Goal of the exercise
Recast all of the material below as a JSON list of strings, one string per line, leaving out blank lines.

________________________________________

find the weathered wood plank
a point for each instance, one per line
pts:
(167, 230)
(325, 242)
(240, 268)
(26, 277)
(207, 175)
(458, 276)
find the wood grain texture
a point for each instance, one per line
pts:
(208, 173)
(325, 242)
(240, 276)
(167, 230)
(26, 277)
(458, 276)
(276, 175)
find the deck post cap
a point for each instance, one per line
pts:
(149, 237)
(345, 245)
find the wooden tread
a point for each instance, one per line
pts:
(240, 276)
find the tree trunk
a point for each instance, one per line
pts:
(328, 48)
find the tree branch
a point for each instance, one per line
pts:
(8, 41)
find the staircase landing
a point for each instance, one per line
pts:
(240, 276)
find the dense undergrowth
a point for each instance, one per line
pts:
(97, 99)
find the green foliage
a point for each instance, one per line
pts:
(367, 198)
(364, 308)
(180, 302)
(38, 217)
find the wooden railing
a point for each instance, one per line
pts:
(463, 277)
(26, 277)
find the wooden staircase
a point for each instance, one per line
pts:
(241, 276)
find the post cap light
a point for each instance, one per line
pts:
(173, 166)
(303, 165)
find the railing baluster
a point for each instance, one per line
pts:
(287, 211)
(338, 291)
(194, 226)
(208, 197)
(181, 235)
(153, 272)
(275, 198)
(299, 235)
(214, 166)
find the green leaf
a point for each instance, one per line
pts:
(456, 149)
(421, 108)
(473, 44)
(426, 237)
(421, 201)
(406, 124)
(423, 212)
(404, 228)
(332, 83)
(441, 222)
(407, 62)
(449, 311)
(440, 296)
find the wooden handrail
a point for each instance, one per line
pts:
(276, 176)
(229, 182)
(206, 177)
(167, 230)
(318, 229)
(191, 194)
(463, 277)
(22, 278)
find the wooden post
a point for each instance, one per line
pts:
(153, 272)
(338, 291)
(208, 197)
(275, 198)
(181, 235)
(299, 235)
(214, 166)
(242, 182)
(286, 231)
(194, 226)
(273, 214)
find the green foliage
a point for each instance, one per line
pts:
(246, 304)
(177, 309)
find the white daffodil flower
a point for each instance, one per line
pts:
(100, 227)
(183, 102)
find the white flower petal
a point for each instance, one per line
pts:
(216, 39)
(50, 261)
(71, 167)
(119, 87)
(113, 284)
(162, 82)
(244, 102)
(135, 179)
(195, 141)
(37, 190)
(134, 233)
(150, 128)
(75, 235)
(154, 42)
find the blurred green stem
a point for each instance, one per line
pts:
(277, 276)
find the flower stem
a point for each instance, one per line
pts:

________________________________________

Exercise solution
[
  "find the weathered wood plank",
  "a point for each instance, one per line",
  "pts:",
  "(167, 230)",
  "(325, 242)",
  "(240, 268)",
  "(26, 277)",
  "(207, 175)",
  "(458, 276)",
  "find the wood grain texture",
  "a point for each instance, one per line",
  "pts:",
  "(208, 173)",
  "(325, 242)",
  "(240, 276)",
  "(167, 230)",
  "(26, 277)",
  "(458, 276)",
  "(276, 175)",
  "find the deck post cap",
  "a point for each instance, one per line",
  "pts:",
  "(149, 237)",
  "(345, 245)",
  "find the wooden tread",
  "a point for each instance, one per line",
  "pts:",
  "(240, 276)",
  "find the tree trunk",
  "a point for each instance, one per line",
  "pts:",
  "(328, 48)",
  "find the tree branch",
  "a point for each instance, one per line",
  "pts:",
  "(8, 41)",
  "find the staircase landing",
  "a point for each instance, one per line",
  "pts:",
  "(240, 276)",
  "find the dense undergrowth",
  "a point for each instance, one per line",
  "pts:",
  "(97, 99)",
  "find the green foliage",
  "a point for each instance, one per line",
  "pts:",
  "(367, 198)",
  "(364, 308)",
  "(180, 302)",
  "(38, 217)",
  "find the wooden railing",
  "a point for each instance, one per line",
  "pts:",
  "(463, 277)",
  "(26, 277)",
  "find the wooden staircase",
  "a point for each instance, one per line",
  "pts:",
  "(241, 276)",
  "find the post cap light",
  "a point for each instance, one per line",
  "pts:",
  "(173, 166)",
  "(303, 165)",
  "find the railing baluster",
  "a point for each instance, one per line",
  "pts:",
  "(287, 211)",
  "(338, 291)",
  "(194, 226)",
  "(208, 197)",
  "(181, 235)",
  "(153, 272)",
  "(275, 198)",
  "(299, 235)",
  "(214, 166)",
  "find the green leaf",
  "a point for each instance, one per line",
  "pts:",
  "(456, 149)",
  "(421, 108)",
  "(473, 44)",
  "(426, 237)",
  "(421, 201)",
  "(406, 124)",
  "(423, 212)",
  "(404, 228)",
  "(332, 83)",
  "(441, 222)",
  "(407, 62)",
  "(449, 311)",
  "(440, 296)",
  "find the wooden handrail",
  "a point for each instance, one per line",
  "pts:",
  "(276, 176)",
  "(229, 182)",
  "(206, 177)",
  "(167, 230)",
  "(318, 229)",
  "(191, 194)",
  "(463, 277)",
  "(22, 278)",
  "find the wooden post",
  "a point for each instance, one per line",
  "pts:",
  "(153, 272)",
  "(338, 291)",
  "(208, 197)",
  "(275, 198)",
  "(181, 235)",
  "(299, 235)",
  "(214, 166)",
  "(242, 182)",
  "(286, 231)",
  "(194, 226)",
  "(273, 214)",
  "find the green foliage",
  "a point for each instance, one per line",
  "pts:",
  "(246, 304)",
  "(177, 309)",
  "find the white daffodil flower",
  "a point for each instance, one per line",
  "pts:",
  "(100, 227)",
  "(183, 102)",
  "find the white flower petal",
  "a point for each instance, one per line",
  "pts:",
  "(216, 39)",
  "(50, 261)",
  "(71, 167)",
  "(119, 87)",
  "(113, 284)",
  "(162, 82)",
  "(244, 102)",
  "(135, 179)",
  "(195, 141)",
  "(37, 190)",
  "(134, 233)",
  "(150, 128)",
  "(75, 235)",
  "(154, 42)",
  "find the blurred green stem",
  "a point for each instance, one per line",
  "pts:",
  "(277, 276)",
  "find the flower stem",
  "a point for each instance, one per line",
  "pts:"
]